What you have to do. Print out each record below, unaltered and complete, without its images.

Dataset records.
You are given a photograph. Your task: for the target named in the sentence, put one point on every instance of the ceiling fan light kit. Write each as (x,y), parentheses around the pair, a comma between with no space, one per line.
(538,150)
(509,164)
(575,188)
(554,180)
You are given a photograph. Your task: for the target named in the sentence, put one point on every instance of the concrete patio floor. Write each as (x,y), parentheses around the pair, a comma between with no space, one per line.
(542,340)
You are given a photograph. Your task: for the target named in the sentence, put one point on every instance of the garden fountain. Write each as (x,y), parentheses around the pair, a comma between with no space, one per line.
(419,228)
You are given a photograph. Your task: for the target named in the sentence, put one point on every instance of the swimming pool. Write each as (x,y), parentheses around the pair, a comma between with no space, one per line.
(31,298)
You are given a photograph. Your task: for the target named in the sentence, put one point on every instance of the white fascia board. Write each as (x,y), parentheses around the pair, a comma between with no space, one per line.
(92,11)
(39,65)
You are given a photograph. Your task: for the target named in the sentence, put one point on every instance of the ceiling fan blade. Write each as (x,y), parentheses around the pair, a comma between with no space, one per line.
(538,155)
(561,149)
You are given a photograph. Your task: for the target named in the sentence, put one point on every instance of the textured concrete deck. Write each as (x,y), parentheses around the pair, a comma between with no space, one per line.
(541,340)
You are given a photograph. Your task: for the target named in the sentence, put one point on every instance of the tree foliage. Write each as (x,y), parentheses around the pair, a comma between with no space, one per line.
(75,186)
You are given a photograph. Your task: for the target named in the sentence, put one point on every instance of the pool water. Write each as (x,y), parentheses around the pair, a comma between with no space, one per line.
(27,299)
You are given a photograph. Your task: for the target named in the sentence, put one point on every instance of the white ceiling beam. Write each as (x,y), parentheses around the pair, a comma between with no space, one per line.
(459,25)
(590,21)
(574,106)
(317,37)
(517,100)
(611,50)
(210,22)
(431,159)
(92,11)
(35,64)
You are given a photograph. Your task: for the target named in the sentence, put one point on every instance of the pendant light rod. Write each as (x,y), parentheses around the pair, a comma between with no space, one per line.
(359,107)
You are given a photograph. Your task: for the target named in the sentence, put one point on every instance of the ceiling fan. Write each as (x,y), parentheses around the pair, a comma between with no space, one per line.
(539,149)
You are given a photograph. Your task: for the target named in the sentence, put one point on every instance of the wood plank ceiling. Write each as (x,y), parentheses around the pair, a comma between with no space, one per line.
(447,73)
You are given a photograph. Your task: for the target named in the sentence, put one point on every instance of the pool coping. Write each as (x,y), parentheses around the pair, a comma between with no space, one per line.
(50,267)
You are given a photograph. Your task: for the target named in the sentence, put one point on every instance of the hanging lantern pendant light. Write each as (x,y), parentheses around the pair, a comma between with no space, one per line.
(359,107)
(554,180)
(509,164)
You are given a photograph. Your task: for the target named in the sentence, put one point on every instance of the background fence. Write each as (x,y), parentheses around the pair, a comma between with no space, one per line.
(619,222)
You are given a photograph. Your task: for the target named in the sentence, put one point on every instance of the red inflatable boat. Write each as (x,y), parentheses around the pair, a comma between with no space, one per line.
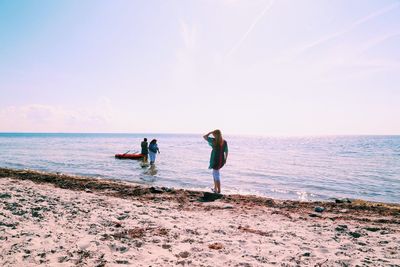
(129,156)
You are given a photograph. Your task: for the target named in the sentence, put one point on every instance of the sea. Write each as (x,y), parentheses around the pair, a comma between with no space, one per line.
(295,168)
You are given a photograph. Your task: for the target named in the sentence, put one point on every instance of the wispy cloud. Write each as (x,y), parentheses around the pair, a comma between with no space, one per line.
(188,34)
(352,26)
(39,117)
(267,7)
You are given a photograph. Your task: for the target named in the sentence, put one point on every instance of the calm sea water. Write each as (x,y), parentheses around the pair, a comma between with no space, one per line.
(305,168)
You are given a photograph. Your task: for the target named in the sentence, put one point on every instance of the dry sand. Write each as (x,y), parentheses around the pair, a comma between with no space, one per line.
(59,220)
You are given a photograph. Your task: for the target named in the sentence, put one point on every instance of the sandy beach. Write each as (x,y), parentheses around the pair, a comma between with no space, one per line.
(59,220)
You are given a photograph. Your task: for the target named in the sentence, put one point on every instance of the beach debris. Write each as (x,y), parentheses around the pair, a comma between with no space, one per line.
(319,209)
(156,190)
(123,217)
(166,246)
(355,234)
(136,232)
(341,228)
(184,254)
(342,200)
(372,229)
(216,246)
(208,197)
(5,195)
(253,231)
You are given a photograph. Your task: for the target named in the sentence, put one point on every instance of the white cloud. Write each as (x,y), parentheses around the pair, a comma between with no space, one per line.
(267,7)
(50,118)
(352,26)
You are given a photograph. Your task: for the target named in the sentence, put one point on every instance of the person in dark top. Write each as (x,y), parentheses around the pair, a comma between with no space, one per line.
(145,149)
(219,155)
(153,148)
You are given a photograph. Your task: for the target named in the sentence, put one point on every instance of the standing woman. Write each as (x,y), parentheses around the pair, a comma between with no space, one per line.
(145,150)
(153,149)
(219,155)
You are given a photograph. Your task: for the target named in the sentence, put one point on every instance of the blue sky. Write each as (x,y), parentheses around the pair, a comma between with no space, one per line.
(247,67)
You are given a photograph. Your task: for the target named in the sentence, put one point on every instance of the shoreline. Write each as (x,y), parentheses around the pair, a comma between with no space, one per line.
(55,219)
(120,188)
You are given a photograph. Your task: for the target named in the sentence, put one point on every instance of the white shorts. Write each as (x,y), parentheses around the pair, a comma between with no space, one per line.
(216,175)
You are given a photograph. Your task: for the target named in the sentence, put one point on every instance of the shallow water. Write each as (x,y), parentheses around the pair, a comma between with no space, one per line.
(305,168)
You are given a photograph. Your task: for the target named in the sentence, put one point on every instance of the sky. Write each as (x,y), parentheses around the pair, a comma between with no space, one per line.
(259,67)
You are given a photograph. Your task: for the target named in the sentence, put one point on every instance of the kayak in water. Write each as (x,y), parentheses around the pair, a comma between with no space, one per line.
(129,156)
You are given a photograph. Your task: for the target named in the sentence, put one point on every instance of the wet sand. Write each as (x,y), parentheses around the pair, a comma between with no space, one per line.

Exercise solution.
You are given a photograph. Your task: for the target named in the sentence, put one point on every instance of the ceiling fan light kit. Write each as (x,y), parentheses around the pair, a comma between with no space, one per line.
(538,150)
(509,164)
(575,188)
(554,180)
You are given a photograph. Your task: for the target named in the sentence, put one point on every instance of the concrete patio floor. Write each as (x,y), parentheses around the pair, a comma between with no space, one per line.
(542,340)
You are given a photograph. Your task: for the target named in the sentence, put one point on every instance of the garden fountain. Write each as (x,y), parentheses around the pair, a comma between with no space, one per line.
(419,228)
You are given a photograph. Your task: for the target named in the sentence, put one point on every instance of the swimming pool. Write each as (x,y), parentheses around the pair, a comma between with no space, one per line.
(31,298)
You are given a photograph. Your task: for the target named in the sentence, put one point on every instance of the white fascia board. Write each as (x,y), parentheses around the pair, a comma between with no space, one per line.
(92,11)
(39,65)
You are given a photograph. Your task: for the target named in the sentence, put one point on every instance of the ceiling fan blade. Write each as (x,y), parentheses around the pair, a comma between with no space, one per line.
(538,155)
(561,149)
You are given a photograph. Your task: for the target named in the sentence, put one point on every instance of the textured concrete deck. Write each as (x,y), parentheses around the pair, a comma between with no space, one per line.
(541,340)
You are given a photograph. Your task: for the target named in the sentence, put one point on every instance of the tree foliage. Write each as (x,y), parentheses around the pair, a comma between with no space, one per line.
(75,186)
You are given a photograph. Your task: for the target named in the sentence, put one point on every instance of the pool water. Write each as (x,y), parentheses around the pair, a comma between with no space, one per line.
(27,299)
You are given a photograph. Your task: for the target named in the sentence, put one point on every instance of the white ceiling beam. Write each as (x,y), parentheses around the pair, a comma between with no space, one per line.
(459,25)
(590,21)
(574,106)
(317,37)
(517,100)
(611,50)
(210,22)
(431,159)
(92,11)
(35,64)
You are given a photograph. Your task: for the target named in the sentence, put one point on every instance of the pendant light rod. Write each as (x,y), parentheses around the pair, a comma between with no space, one per line.
(359,107)
You are given a photograph. Your task: for the target named in the sentence, put one point on every instance of the ceiling fan. Write each as (x,y), parentheses around the pair, a comma between with no space, one per line.
(539,149)
You are given a photograph. Your task: for the target named in the sentence, put one point on every instance of the wood plank ceiling. Write each as (x,y), parentheses around the pair, a comma between with no space, one per line.
(447,73)
You are given a photograph. Your task: for the target named in the sentence, put one point on every instance of the pool coping. Write each as (x,y), parentheses around the pair, a comma between with no space, one per line.
(50,267)
You are given a photograph. Your task: for the target named in the sentence, put one point on every instance of the hanging lantern pendant light. Write each as (x,y), parentheses around the pair, a comma between with no space, one per line.
(359,107)
(554,180)
(509,164)
You are given a photograph. Your task: for the target named in the sentence, put one point on every instance of the background fence. Write each as (x,y), parentheses around the pair, a comma between with no space, one per line.
(619,222)
You are given a photograph. Your task: for the target named in the sentence, put one point on every instance of the red inflatable boat. Write each as (x,y), parentheses around the pair, a comma between with no space, one per line.
(129,156)
You are given a photograph. Your task: for the target named in the sentence, put one point on every instance of the sea. Write each as (x,y), parentheses around the pair, a comma between with no space, one per line.
(295,168)
You are given a photograph. Your task: for the target named in the sentence, put one point on every instance of the wispy cloud. Write each as (x,y), parentheses around the pair, a comma between with no space, one per line.
(188,34)
(352,26)
(39,117)
(267,7)
You are given a photograph. Your task: for the target named in the sentence, put one point on every instance of the calm sea water. Write each as (x,y), parentheses around the pair, a comma between with no space, one per line.
(305,168)
You are given a photograph. Your task: for the target named in the sentence, put one point on every instance of the dry sand. Write each as (x,y), parentheses around the pair, a comma between with no space, one per line.
(59,220)
You are given a photograph. Your task: for the target named in the sentence, put one point on every instance of the sandy beach. Write each as (x,y), parentheses around the pair, a comma between with no space, one per line.
(59,220)
You are given a photograph. Your task: for the target named in the sentence, put one point on every instance of the beach debris. Write each as (x,y), parentheses around the pair, a comma between with no space, one per line.
(319,209)
(156,190)
(123,217)
(166,246)
(355,234)
(136,232)
(341,228)
(184,254)
(342,200)
(372,229)
(216,246)
(208,197)
(5,195)
(253,231)
You are given a photograph. Your task: for the target named in the sentence, put one point on every instance of the white cloud. Write each as (x,y), parentheses around the pair, a comma between with no space, one per line.
(267,7)
(50,118)
(352,26)
You are given a photograph. Your task: for the target named in the sentence, put one point on every instance of the person in dark top. Write each as (x,y), parentheses around the pair, a comma between with no space, one per line.
(145,149)
(219,155)
(153,148)
You are given a photograph. Your task: for the target named in the sentence, put one point on every instance of the standing woman. Write each as (x,y), parentheses around the pair, a comma between with no space, one per line.
(145,150)
(153,149)
(219,155)
You are given a photograph. Your task: for the target named in the sentence, put one point on every instance of the blue sky. Write each as (x,y), parentheses around the pair, a comma between with no space, one per line.
(247,67)
You are given a photograph. Your task: for the target named in the sentence, put one point on every instance of the shoreline. Write each as (x,y), parentheses around the pair, a comma between with no space, one per line.
(55,219)
(120,188)
You are given a photograph. Your task: for the target named in the sentence, put one point on every instance of the white shorts. Write each as (x,y), parentheses around the pair, a comma between with no space, one per line.
(216,175)
You are given a photograph. Your task: for the target named in the sentence, put one point on every instance of the shallow water. Write each as (x,y), parentheses around the pair, a comma between with no space, one per line.
(305,168)
You are given a photograph. Your task: for the target named in the sentence, put one point on every instance of the sky. Write each as (x,y), parentheses around the pair, a comma between with no space, one per line.
(259,67)
You are given a photograph. Your task: for the target named in the sentence, put one point on every instance of the kayak in water. Write each as (x,y), parentheses around the pair, a comma between with no space, one per line.
(129,156)
You are given a photograph. Your task: for the target named in the sentence, put one point on every instance of the wet sand. Write each as (x,y), parentheses around the pair, a comma between with no space, one per line.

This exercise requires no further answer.